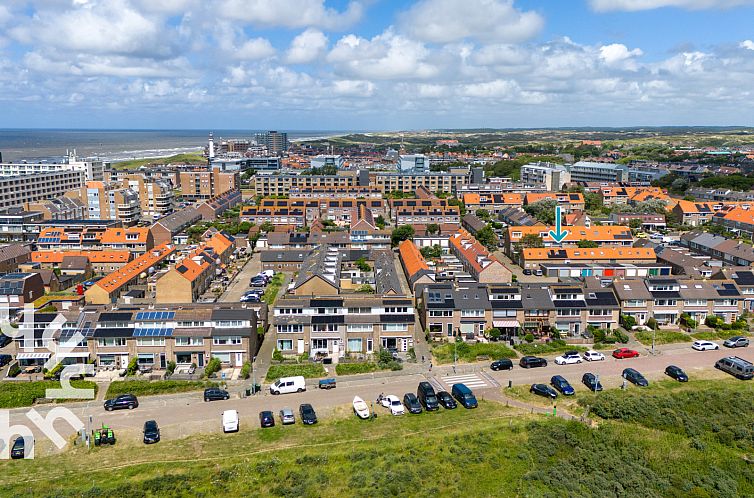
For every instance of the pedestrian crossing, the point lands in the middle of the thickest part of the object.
(471, 381)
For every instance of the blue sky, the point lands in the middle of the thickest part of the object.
(375, 64)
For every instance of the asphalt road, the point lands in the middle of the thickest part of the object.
(183, 414)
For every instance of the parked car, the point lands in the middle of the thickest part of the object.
(446, 400)
(122, 402)
(5, 359)
(568, 358)
(737, 367)
(532, 362)
(634, 377)
(266, 419)
(622, 353)
(287, 385)
(230, 421)
(705, 345)
(411, 402)
(426, 394)
(504, 364)
(593, 355)
(591, 381)
(676, 373)
(736, 341)
(562, 385)
(464, 396)
(19, 446)
(151, 432)
(543, 390)
(215, 394)
(306, 412)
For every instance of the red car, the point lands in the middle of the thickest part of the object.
(625, 353)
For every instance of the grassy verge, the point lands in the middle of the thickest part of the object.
(271, 292)
(552, 347)
(197, 159)
(482, 452)
(16, 394)
(147, 388)
(308, 370)
(443, 353)
(662, 337)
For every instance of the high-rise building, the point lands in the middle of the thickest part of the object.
(275, 141)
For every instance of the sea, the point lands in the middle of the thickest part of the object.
(35, 145)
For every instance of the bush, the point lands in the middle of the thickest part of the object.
(212, 367)
(147, 388)
(308, 370)
(246, 370)
(277, 355)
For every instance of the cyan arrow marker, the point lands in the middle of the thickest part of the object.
(558, 235)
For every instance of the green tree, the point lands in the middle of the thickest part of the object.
(401, 233)
(587, 244)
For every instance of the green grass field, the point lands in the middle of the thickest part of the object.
(490, 451)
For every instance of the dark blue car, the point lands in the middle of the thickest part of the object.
(562, 385)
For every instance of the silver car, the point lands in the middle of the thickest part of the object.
(287, 417)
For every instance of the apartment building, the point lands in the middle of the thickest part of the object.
(340, 326)
(206, 184)
(186, 334)
(477, 260)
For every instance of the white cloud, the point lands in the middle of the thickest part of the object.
(636, 5)
(442, 21)
(386, 56)
(290, 13)
(618, 55)
(306, 47)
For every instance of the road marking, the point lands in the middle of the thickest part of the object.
(470, 380)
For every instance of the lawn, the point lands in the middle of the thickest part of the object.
(17, 393)
(490, 451)
(271, 292)
(662, 337)
(196, 159)
(443, 353)
(150, 388)
(552, 347)
(308, 370)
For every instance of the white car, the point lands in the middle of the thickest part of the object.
(593, 355)
(705, 345)
(568, 358)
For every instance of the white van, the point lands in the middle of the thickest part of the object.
(287, 385)
(230, 421)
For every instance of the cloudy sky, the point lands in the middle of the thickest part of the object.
(375, 64)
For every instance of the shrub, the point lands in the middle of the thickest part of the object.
(212, 367)
(246, 370)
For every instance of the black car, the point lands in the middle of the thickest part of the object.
(635, 377)
(590, 380)
(215, 393)
(446, 400)
(532, 361)
(562, 385)
(266, 419)
(504, 364)
(411, 402)
(308, 417)
(676, 373)
(151, 432)
(17, 451)
(121, 402)
(543, 390)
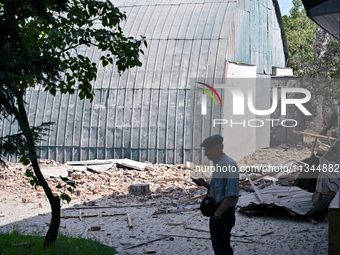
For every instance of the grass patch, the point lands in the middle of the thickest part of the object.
(16, 243)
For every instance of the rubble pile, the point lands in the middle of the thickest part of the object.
(112, 181)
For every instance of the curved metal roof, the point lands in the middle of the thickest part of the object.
(144, 114)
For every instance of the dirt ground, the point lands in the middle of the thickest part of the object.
(277, 233)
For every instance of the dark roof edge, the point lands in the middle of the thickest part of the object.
(283, 33)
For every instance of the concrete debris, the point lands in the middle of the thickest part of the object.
(104, 180)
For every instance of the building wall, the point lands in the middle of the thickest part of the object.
(145, 114)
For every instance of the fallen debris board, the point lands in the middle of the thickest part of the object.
(268, 233)
(255, 188)
(173, 180)
(130, 221)
(147, 242)
(132, 164)
(292, 198)
(139, 189)
(193, 198)
(124, 162)
(197, 237)
(93, 215)
(164, 211)
(92, 162)
(197, 229)
(176, 224)
(54, 172)
(99, 168)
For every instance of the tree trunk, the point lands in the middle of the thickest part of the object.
(52, 232)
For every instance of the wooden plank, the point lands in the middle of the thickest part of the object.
(255, 188)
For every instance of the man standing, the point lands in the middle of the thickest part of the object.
(224, 189)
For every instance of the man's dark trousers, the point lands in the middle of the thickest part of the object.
(220, 232)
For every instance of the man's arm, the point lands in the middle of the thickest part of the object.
(227, 201)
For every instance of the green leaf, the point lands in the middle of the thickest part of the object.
(65, 197)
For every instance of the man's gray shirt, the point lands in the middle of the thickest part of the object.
(225, 180)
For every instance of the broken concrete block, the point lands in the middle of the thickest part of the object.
(139, 189)
(112, 181)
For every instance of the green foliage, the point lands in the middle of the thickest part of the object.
(64, 245)
(43, 43)
(301, 34)
(313, 53)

┄┄┄┄┄┄┄┄┄┄

Each line of the data above is to be output exactly; the pictures are not to appear.

Task solution:
For every instance of the pedestrian crossing, the point lands in the middle of the thickest part of the object.
(471, 381)
For every instance of the blue sky, the point lands in the middle of the thickest part of the object.
(375, 64)
For every instance of the asphalt road, the point lands in the middle of the thickest part of the object.
(183, 414)
For every instance of the parked car, the point lands in the middle of the thickest part of the object.
(446, 400)
(122, 402)
(5, 359)
(568, 358)
(737, 367)
(532, 362)
(634, 377)
(266, 419)
(622, 353)
(287, 385)
(230, 421)
(705, 345)
(411, 402)
(426, 394)
(504, 364)
(593, 355)
(591, 381)
(676, 373)
(736, 341)
(562, 385)
(464, 396)
(19, 446)
(151, 432)
(543, 390)
(215, 394)
(306, 412)
For every instance of the red car, the point lands in the middle of the thickest part of the object.
(625, 353)
For every instance of the grassy verge, the point lands in the middle of the thickest part of the object.
(271, 292)
(552, 347)
(197, 159)
(482, 452)
(16, 394)
(147, 388)
(308, 370)
(443, 353)
(662, 337)
For every instance of the high-rise building, the point lands in the middle of the thickest part of the object.
(275, 141)
For every instance of the sea, the point lands in the middle of the thickest part of the object.
(35, 145)
For every instance of the bush, the point lands in the middle of the thickest part of the object.
(212, 367)
(147, 388)
(308, 370)
(246, 370)
(277, 355)
For every instance of the cyan arrow marker, the point lands in the middle of the thickest part of the object.
(558, 235)
For every instance of the green tree, the point lands in the middle of the thickest part of the object.
(401, 233)
(587, 244)
For every instance of the green grass field, the point lands in the middle of the thickest part of the object.
(490, 451)
For every instance of the dark blue car, the point lands in the middle of the thickest part of the object.
(562, 385)
For every instance of the silver car, the point lands in the middle of the thickest part of the object.
(287, 417)
For every instance of the apartment building, the point lands in the middle of the thickest part of the object.
(340, 326)
(206, 184)
(186, 334)
(477, 260)
For every instance of the white cloud, the point lands in the middle of the thickest part of the object.
(636, 5)
(442, 21)
(386, 56)
(290, 13)
(618, 55)
(306, 47)
For every instance of the road marking, the point lands in the middle of the thickest part of the object.
(470, 380)
For every instance of the lawn, the point lands in the middle of the thickest part of the object.
(17, 393)
(490, 451)
(271, 292)
(662, 337)
(196, 159)
(443, 353)
(150, 388)
(552, 347)
(308, 370)
For every instance of the white car, the point lands in the middle of the thickest part of the object.
(593, 355)
(705, 345)
(568, 358)
For every instance of the white van, the point lands in the middle of the thickest part of the object.
(287, 385)
(230, 421)
For every instance of the cloudy sky, the point lands in the middle of the thickest part of the object.
(375, 64)
For every instance of the shrub, the point lands in the middle of the thickest part of the object.
(212, 367)
(246, 370)
For every instance of the black car, the point lands in the middle of the thickest part of the object.
(635, 377)
(590, 380)
(215, 393)
(446, 400)
(532, 361)
(562, 385)
(266, 419)
(504, 364)
(411, 402)
(308, 417)
(676, 373)
(151, 432)
(17, 451)
(121, 402)
(543, 390)
For every instance of the grass patch, the point lands in the middle of the thickest part of the object.
(16, 243)
For every instance of the rubble pile, the point lands in the middle of the thickest part of the object.
(112, 181)
For every instance of the curved metal roof, the point lands in the middle of the thickest part of the object.
(144, 114)
For every instance of the dirt ground, the point lands in the middle of the thickest part of the object.
(277, 233)
For every instance of the dark roof edge, the point lands in the middle of the thickest part of the object.
(283, 33)
For every instance of the concrete debris, the point lands in the middle of the thickest part of the object.
(104, 180)
For every instance of the building wall, the point lands in the middle of the thickest part of the object.
(145, 114)
For every instance of the fallen debris board, the point lands in the middle of the thickest part of the object.
(268, 233)
(255, 188)
(173, 180)
(130, 221)
(147, 242)
(132, 164)
(292, 198)
(139, 189)
(193, 198)
(124, 162)
(197, 237)
(93, 215)
(164, 211)
(92, 162)
(197, 229)
(176, 224)
(54, 172)
(99, 168)
For every instance of the tree trunk, the point lands in the middle of the thickest part of the object.
(52, 232)
For every instance of the wooden plank, the point lands in the middle of the thickest part of the object.
(255, 188)
For every instance of the man standing, the point lands in the middle of the thickest part of the object.
(224, 189)
For every instance of the man's dark trousers, the point lands in the middle of the thickest part of the object.
(220, 232)
For every instance of the man's arm, the point lands in the middle of the thickest part of the object.
(227, 201)
For every instance of the green leaf, the point lands in the middle of the thickest part of the object.
(65, 197)
For every instance of the man's gray shirt, the point lands in the middle of the thickest part of the object.
(225, 180)
For every instance of the broken concrete block, the point lands in the middle of the thickest part of the object.
(139, 189)
(112, 181)
For every instance of the green foliage, the point lands in the middle of the thickest part of the object.
(64, 245)
(43, 43)
(301, 34)
(313, 53)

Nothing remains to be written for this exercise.